--- Start PASSAGE TO READ ---
Yesterday, Today, & Tomorrow

The past, present, and future of Steven Townshend, version 2014

Month: April, 2014

April 30th, 2014 (Cruisin’)

CRASH
CRASH

YESTERDAY

Though it wasn’t quite the season, I used the last two hardening limes in the green mesh sack to mix up margaritas. This after a cool jog along the lakeshore, and then heating up the grill to barbecue a rack of ribs. These are the trappings of summer, and this an optimistic ritual in hopes of enticing the sun to shine on us again. In the past week, the rain has come once or twice, tapping on the roof as we drift off to sleep, or waking us with the gentle randomness of its rhythm. Last night as the grill warmed I walked down to the beach to watch a storm come in. The rains were curving wisps that streamed from the cloud formations far away over the lake. South of us, the sky was a melange of black and gray and white over the light turquoise water that roiled over the stones and sandy beach in the fading of the day.

TODAY

I introduce some of my fancy pizzas to friends who haven’t had them before. This, and a few light games. The past week has gone this way as well—one game after another, one friend’s house after another, each day a different game. I spend my days working and freelancing, but there’s nothing new to say about that even if I could. So long as I hit my work goals during the day, I enjoy the nights and try not to feel guilty about not working every minute as life speeds by around me.
--- End PASSAGE TO READ ---
- _WRITTEN INSTRUCTION 1_: According to the blog entry, what did the writer make with the last two limes in the green mesh sack?
- _WRITTEN INSTRUCTION 2_: Repeat the portion of the blog entry starting with "April 30th, 2014" and going on through "of the day.".
- _WRITTEN INSTRUCTION 3_: Pick up the blog entry at the point where it stops, and continue writing it.
--- Start EXCERPTED RECORDS ---
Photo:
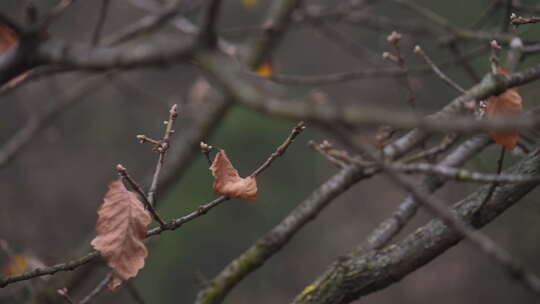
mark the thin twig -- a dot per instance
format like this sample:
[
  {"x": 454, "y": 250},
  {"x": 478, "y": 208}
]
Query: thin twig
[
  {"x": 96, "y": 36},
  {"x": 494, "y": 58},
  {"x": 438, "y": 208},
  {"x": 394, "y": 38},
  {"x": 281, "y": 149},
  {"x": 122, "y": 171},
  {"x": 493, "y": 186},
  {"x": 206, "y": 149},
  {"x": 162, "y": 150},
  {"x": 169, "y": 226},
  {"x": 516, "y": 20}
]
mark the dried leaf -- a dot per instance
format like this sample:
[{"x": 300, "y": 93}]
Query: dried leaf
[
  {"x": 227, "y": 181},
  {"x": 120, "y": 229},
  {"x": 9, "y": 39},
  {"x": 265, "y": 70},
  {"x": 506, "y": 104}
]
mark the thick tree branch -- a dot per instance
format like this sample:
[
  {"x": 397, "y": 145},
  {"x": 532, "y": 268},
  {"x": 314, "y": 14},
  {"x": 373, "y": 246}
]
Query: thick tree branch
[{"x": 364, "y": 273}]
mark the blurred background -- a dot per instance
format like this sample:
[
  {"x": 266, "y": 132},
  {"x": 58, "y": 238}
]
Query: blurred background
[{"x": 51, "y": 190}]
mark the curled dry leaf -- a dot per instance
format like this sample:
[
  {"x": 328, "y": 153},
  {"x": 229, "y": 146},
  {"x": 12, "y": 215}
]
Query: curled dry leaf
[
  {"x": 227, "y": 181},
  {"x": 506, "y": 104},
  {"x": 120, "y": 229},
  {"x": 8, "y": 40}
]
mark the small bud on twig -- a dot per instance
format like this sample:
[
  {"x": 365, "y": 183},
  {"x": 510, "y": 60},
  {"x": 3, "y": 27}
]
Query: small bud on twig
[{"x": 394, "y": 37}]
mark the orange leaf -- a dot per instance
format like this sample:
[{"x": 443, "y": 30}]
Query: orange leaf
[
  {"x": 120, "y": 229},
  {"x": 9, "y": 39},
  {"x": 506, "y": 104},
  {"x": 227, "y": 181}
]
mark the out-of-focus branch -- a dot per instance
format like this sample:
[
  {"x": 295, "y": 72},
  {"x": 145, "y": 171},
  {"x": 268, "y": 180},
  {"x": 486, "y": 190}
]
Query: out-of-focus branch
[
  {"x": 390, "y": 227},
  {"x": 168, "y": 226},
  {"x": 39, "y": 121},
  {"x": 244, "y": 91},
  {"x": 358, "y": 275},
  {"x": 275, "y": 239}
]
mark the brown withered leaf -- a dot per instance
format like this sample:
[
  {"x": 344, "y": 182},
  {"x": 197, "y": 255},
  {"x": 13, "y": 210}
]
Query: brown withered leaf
--- End EXCERPTED RECORDS ---
- _TASK ANSWER 1_: Margaritas.

- _TASK ANSWER 2_:
April 30th, 2014 (Cruisin’)

CRASH
CRASH

YESTERDAY

Though it wasn’t quite the season, I used the last two hardening limes in the green mesh sack to mix up margaritas. This after a cool jog along the lakeshore, and then heating up the grill to barbecue a rack of ribs. These are the trappings of summer, and this an optimistic ritual in hopes of enticing the sun to shine on us again. In the past week, the rain has come once or twice, tapping on the roof as we drift off to sleep, or waking us with the gentle randomness of its rhythm. Last night as the grill warmed I walked down to the beach to watch a storm come in. The rains were curving wisps that streamed from the cloud formations far away over the lake. South of us, the sky was a melange of black and gray and white over the light turquoise water that roiled over the stones and sandy beach in the fading of the day.

- _TASK ANSWER 3_:
TOMORROW

It’s time to book tickets for a trip we’d like to take, but I’m dragging my heels as usual. It’s such an easy thing to arrange travel, but for some reason it always feels like a monumental task. Decisions to be made that I never feel fully awake enough to do. Some thoughts about a longer work of fiction I’d like to do, but with work already filling up my days, who knows when I’ll ever get to it.

Watching

Game of Thrones, of course. What began 3 years ago as an informal gathering of 3 has become a ritual viewing where 7 of us gather for dinner, drinks, games, socializing… It’s our special weekly event. Catching up on last season’s Mad Men, too. Both are excellent so far.

Stranger Than Fiction

On Thursday nights I’ve been playing a role-playing game called Sagas of the Icelanders with a small group. It seems to be a game about mundane folk living in Iceland in around 900 A.D. For example, I play a farmer. One of my tasks is to make sure we have enough food, wood, and other materials to survive the winter. Disasters regularly happen on the farm and I have to work harder to sort them out. Only… the game has turned from that relatively humdrum story into something we’ve been describing as Icelandic MacBeth, with the mature content of Starz’s Spartacus series. It’s a story where all the players involved have found themselves playing really ambitious, desperate people who do terrible things to get ahead. At first I think we were all tentative about making those character choices but now that we know those characters and what they want, we’re delighting in watching them scheme and plot. This won’t end well for them, I’m sure.

April 23rd, 2014 (In It)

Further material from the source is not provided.